## Passage for review:
-- Opening Marker --
9. We refer to the studies linking metformin to cathepsins in the revised version and to the studies by Jia et al (2020). We had access to the primary figures of this MS but not the supplementary figures.    Without this data the only evidence for the metformin experiments is the “puncta” from immunostaining.   Nonetheless this is an interesting study (for the work preceding the metformin expt) which links lysosomal damage to AMPK activation and we refer to this work in the revised version.  The limitation is the evidence for  what is meant by lysosomal damage with metformin.
10. Zhou (2001); Wang (2019): We have attempted to clarify in the revised version that the focus of our paper is not whether metformin causes activation of AMPK. We believe there is good consensus that:  (i) metformin activates AMPK;  (ii) AMPK activation inhibits lipogenesis.  We do not dispute this.  The question is whether activation of AMPK controls gluconeogenesis.   The data shows fairly unequivocally that:  (i) AMPK activators do not inhibit gluconeogenesis acutely and thereby do not mimic metformin.   (2)  Repression of G6pc by metformin involves both AMPK-dependent and AMPK independent mechanisms.   The study by Wang et al (2019) lacks controls for the experiments in Figures 6 and 7  and S5 which deal with AMPK dependence.  The conclusion that can be drawn from this study is that following subcellular fractionation all the 14C-metformin is present in the cytoplasmic fraction.  This concurs with the conclusions of Owen and Halestrap (2000) that metformin is rapidly lost during  isolation of mitochondria [6] and with the caution in the Discussion by Wilcock & Bailey (1991) and also with the rapid decline in liver metformin content in vivo (Wilcock & Bailey, 1994) and with the calculations of Bridges et al. (2014).
-- Closing Marker --
## Tasks and exercises:
A: Please quote the reply on metformin and AMPK from "9. We refer" to "damage with metformin.".
B: Translate this sentence from the reply on metformin and AMPK into Spanish: "The question is whether activation of AMPK controls gluconeogenesis."
C: In the reply on metformin and AMPK, which study lacks controls for the experiments in Figures 6 and 7 and S5?
You won't need the listing.

## Information shown:
-- Opening Marker --
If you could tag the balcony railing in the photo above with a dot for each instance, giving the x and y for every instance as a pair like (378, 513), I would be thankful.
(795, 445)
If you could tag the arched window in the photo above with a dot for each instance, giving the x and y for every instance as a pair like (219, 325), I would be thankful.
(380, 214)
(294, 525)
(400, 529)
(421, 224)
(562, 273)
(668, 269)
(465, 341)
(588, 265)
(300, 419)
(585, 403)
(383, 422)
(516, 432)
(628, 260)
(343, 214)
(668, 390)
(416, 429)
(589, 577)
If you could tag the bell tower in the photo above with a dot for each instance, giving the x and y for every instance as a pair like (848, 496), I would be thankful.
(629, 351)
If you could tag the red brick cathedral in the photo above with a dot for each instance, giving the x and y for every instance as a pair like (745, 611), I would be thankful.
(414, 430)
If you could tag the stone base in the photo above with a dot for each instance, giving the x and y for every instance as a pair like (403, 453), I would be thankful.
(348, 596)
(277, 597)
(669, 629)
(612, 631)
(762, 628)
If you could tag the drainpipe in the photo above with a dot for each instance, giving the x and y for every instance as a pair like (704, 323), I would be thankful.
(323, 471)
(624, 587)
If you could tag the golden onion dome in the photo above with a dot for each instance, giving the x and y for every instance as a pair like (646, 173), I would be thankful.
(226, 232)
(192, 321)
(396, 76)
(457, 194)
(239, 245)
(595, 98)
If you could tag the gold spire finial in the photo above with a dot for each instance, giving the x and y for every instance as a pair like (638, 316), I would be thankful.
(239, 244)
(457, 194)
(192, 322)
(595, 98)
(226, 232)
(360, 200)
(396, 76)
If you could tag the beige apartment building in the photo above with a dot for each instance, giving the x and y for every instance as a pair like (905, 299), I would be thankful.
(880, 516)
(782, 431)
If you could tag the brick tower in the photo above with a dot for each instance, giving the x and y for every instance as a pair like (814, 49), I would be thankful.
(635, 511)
-- Closing Marker --
-- Opening Marker --
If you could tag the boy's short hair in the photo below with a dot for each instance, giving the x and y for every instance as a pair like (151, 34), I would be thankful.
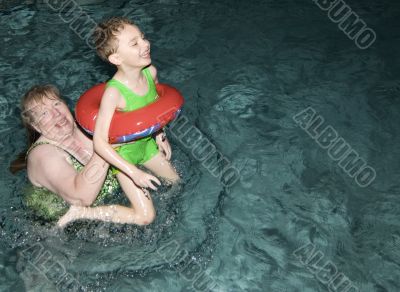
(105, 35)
-- Closing Marker --
-- Opening Marker --
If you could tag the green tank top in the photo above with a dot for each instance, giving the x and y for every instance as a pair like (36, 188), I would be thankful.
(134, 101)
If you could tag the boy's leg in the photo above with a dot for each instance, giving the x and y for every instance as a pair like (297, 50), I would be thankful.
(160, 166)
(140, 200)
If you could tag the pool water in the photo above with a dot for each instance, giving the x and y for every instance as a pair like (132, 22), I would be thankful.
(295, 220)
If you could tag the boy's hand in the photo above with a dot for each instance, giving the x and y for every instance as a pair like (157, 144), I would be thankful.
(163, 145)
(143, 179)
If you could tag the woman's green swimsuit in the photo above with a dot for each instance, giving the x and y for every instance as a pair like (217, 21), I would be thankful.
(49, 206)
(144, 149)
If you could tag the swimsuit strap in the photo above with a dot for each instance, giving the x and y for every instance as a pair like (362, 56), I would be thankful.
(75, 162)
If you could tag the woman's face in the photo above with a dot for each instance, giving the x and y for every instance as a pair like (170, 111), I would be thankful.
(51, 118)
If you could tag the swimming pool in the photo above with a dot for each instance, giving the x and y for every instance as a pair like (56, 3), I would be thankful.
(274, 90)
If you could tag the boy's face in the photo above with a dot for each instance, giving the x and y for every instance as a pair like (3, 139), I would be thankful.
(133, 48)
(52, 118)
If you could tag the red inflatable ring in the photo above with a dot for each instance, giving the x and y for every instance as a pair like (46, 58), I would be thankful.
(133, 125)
-- Closing Marker --
## Results of the exercise:
A:
9. We refer to the studies linking metformin to cathepsins in the revised version and to the studies by Jia et al (2020). We had access to the primary figures of this MS but not the supplementary figures.    Without this data the only evidence for the metformin experiments is the “puncta” from immunostaining.   Nonetheless this is an interesting study (for the work preceding the metformin expt) which links lysosomal damage to AMPK activation and we refer to this work in the revised version.  The limitation is the evidence for  what is meant by lysosomal damage with metformin.

B: La cuestión es si la activación de la AMPK controla la gluconeogénesis.

C: The study by Wang et al (2019).